• Try it
Could you return the full news article below about the Medicare drug benefit survey, word for word?

• Document segment
WASHINGTON -- Most seniors who lacked prescription coverage in past years now have it through the Medicare drug benefit, but a survey to be released finds that about 20 percent of enrollees said they had put off or skipped getting some medications because of the program's costs.
The poll of more than 16,000 seniors, published online by the journal Health Affairs, is the closest thing to a report card on one of President Bush's major domestic policy accomplishments. The program, which began last year after being created by a Republican-led Congress, provides prescription coverage through private insurance plans, charging an average monthly premium of about $27.
One reason so many beneficiaries are having difficulty paying for medications is that many low-income seniors apparently are unaware that they can get extra government subsidies to lower their costs, the survey indicated.
Democrats seized on the findings as evidence that the benefit is not working well for the seniors who need it most, those who must take a number of medications.
"It's a system basically designed to create profits for private insurance plans," said Rep. Pete Stark, a California Democrat who is chairman of the House Ways and Means subcommittee on health. "I don't want to see it repealed, but I want to see it repaired."
Researchers involved with the survey said the survey presents a mixed picture.

• Record excerpts
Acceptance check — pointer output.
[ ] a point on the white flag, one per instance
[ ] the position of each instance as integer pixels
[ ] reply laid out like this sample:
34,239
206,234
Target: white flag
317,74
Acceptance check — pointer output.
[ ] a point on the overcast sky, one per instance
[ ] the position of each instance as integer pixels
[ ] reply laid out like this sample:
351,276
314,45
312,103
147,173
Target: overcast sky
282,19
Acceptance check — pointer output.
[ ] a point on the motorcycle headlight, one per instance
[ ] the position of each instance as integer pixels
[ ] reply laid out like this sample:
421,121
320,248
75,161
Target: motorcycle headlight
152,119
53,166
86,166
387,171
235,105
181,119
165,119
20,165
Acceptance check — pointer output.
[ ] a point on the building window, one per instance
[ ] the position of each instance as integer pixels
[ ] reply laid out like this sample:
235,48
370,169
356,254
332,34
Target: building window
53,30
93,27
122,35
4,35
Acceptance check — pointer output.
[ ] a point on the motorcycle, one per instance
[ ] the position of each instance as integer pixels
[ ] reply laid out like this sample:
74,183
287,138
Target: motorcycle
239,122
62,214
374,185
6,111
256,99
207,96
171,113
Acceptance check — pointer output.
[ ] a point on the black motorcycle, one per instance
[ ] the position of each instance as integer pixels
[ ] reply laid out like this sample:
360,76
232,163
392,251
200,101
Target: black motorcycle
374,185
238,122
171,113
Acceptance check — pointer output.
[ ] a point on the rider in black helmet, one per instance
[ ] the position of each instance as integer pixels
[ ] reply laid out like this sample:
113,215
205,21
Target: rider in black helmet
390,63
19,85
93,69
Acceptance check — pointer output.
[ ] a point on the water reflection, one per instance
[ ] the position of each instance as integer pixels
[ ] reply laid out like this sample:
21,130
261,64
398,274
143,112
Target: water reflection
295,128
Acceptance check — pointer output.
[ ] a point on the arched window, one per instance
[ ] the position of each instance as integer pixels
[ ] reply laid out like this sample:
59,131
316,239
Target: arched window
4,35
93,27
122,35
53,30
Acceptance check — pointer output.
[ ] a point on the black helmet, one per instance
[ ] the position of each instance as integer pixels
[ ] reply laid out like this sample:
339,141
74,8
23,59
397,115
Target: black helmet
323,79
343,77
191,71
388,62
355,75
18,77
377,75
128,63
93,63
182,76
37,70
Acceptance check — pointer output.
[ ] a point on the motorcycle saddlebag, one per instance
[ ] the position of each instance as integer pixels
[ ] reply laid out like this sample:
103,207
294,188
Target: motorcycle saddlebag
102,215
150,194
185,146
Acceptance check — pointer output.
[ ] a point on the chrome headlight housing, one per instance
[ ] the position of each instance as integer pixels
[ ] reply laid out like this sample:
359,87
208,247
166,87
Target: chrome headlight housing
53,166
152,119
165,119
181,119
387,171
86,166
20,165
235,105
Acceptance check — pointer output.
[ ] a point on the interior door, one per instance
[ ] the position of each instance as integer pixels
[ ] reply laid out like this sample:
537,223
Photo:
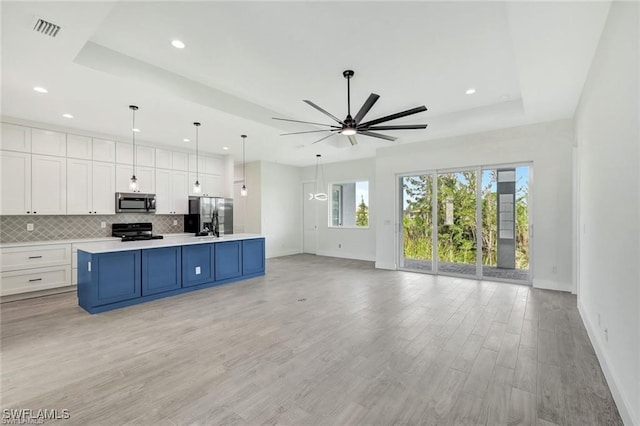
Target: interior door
310,226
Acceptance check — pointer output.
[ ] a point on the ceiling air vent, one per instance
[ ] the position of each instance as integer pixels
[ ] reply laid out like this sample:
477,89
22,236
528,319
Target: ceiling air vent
46,27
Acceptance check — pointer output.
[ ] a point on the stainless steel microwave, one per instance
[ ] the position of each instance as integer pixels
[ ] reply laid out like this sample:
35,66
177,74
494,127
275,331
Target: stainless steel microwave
135,202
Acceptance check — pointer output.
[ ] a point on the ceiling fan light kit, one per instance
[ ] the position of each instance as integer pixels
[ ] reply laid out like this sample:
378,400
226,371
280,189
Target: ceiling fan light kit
351,126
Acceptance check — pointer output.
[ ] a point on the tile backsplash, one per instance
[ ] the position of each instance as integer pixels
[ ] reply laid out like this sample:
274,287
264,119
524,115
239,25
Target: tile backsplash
14,228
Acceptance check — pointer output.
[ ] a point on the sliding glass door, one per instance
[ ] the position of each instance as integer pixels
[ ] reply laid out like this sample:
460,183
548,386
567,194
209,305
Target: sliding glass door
457,228
472,222
417,222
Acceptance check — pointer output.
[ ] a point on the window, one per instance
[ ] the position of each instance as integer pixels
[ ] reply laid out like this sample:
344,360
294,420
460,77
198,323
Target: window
349,205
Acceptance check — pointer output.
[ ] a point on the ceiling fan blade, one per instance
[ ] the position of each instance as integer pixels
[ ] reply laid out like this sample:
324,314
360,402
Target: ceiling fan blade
308,131
328,136
304,122
366,107
323,111
393,116
376,135
400,127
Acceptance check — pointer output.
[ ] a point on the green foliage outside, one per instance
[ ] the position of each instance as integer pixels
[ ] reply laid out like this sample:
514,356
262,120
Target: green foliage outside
457,231
362,214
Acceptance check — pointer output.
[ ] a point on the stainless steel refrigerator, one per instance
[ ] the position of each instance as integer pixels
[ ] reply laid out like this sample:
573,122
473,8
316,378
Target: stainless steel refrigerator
209,216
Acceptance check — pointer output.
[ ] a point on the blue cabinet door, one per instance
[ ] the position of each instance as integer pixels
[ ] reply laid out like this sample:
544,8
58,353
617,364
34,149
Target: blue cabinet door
197,264
228,257
161,270
253,257
116,276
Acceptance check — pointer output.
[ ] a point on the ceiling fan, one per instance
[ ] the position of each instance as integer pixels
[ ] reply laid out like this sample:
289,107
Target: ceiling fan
351,126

• Answer to this exercise
WASHINGTON -- Most seniors who lacked prescription coverage in past years now have it through the Medicare drug benefit, but a survey to be released finds that about 20 percent of enrollees said they had put off or skipped getting some medications because of the program's costs.
The poll of more than 16,000 seniors, published online by the journal Health Affairs, is the closest thing to a report card on one of President Bush's major domestic policy accomplishments. The program, which began last year after being created by a Republican-led Congress, provides prescription coverage through private insurance plans, charging an average monthly premium of about $27.
One reason so many beneficiaries are having difficulty paying for medications is that many low-income seniors apparently are unaware that they can get extra government subsidies to lower their costs, the survey indicated.
Democrats seized on the findings as evidence that the benefit is not working well for the seniors who need it most, those who must take a number of medications.
"It's a system basically designed to create profits for private insurance plans," said Rep. Pete Stark, a California Democrat who is chairman of the House Ways and Means subcommittee on health. "I don't want to see it repealed, but I want to see it repaired."
Researchers involved with the survey said the survey presents a mixed picture.